### REQUIRED WORK:
Could you filter the listing for lines with the word "white" and return them?
Top of GIVEN RECORDS
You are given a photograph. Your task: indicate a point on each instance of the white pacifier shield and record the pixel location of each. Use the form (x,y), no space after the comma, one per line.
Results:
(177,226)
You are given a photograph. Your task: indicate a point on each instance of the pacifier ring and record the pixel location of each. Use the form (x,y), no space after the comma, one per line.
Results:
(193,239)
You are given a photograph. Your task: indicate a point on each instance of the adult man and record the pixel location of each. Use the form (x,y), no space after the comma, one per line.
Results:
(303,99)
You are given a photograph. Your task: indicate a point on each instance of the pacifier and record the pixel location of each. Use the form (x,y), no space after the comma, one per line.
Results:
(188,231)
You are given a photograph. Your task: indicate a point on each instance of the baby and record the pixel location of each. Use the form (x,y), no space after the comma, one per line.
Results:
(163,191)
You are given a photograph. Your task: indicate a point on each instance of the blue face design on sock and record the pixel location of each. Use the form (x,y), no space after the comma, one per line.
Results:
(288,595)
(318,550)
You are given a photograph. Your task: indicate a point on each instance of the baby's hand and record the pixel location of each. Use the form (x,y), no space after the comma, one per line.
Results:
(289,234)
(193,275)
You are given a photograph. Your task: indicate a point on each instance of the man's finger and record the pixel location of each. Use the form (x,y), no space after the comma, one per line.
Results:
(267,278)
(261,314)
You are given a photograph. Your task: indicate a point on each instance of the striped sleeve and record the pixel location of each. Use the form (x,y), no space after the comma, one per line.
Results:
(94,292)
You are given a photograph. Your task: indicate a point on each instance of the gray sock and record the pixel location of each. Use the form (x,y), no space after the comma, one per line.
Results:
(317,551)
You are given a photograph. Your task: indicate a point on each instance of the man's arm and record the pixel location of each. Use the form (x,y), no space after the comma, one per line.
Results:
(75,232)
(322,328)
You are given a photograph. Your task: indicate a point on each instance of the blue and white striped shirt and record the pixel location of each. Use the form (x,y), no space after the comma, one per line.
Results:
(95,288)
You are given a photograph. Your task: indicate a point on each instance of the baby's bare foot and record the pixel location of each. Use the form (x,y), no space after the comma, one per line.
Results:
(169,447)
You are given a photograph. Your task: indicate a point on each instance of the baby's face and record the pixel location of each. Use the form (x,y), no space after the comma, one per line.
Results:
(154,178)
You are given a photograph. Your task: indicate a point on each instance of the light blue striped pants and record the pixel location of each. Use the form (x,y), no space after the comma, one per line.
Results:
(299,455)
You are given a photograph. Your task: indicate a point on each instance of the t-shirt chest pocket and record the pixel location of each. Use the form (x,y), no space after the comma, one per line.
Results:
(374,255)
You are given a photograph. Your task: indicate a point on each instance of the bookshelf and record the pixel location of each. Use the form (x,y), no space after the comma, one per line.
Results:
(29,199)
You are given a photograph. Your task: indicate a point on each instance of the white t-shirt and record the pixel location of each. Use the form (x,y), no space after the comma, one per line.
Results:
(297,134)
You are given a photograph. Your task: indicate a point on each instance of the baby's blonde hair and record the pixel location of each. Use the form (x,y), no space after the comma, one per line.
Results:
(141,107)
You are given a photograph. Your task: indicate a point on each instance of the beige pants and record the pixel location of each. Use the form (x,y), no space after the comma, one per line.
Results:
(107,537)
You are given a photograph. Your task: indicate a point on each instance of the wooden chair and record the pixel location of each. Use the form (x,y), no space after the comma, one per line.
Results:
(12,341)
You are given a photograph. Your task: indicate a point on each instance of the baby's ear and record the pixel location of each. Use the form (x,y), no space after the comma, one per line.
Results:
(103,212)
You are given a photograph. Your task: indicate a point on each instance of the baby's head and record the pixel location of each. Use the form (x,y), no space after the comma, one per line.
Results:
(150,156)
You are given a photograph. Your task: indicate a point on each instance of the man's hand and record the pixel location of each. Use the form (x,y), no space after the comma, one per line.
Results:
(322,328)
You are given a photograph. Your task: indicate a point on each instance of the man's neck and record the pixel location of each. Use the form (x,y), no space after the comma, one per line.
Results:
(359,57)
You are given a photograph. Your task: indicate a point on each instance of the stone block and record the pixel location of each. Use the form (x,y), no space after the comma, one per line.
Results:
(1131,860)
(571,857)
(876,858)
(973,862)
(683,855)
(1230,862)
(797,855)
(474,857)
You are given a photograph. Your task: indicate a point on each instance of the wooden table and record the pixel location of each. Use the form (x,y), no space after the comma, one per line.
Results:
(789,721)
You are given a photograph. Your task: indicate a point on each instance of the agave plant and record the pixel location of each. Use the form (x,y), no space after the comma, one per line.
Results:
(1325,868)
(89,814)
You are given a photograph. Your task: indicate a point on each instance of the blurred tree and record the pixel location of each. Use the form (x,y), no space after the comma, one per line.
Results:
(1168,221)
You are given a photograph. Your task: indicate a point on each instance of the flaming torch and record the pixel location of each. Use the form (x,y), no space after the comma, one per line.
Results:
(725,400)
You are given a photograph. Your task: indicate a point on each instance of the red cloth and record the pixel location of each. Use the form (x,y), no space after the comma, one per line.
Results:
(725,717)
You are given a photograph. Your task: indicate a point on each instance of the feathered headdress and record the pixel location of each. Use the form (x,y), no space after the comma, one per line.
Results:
Bottom of GIVEN RECORDS
### SOLUTION:
You are given a photograph. Your task: indicate a point on each instance of the white pacifier shield and record the pixel location of each. Use the form (x,y), no space after the comma, one per line.
You are given a photograph. Your task: indicate a point on each instance of the blue and white striped shirt and record the pixel location of each. Use the form (x,y), no space after the comma, one per line.
You are given a photograph. Your task: indicate a point on each instance of the white t-shirt and record the pixel location of each. Use the form (x,y), no space after the comma, one per line.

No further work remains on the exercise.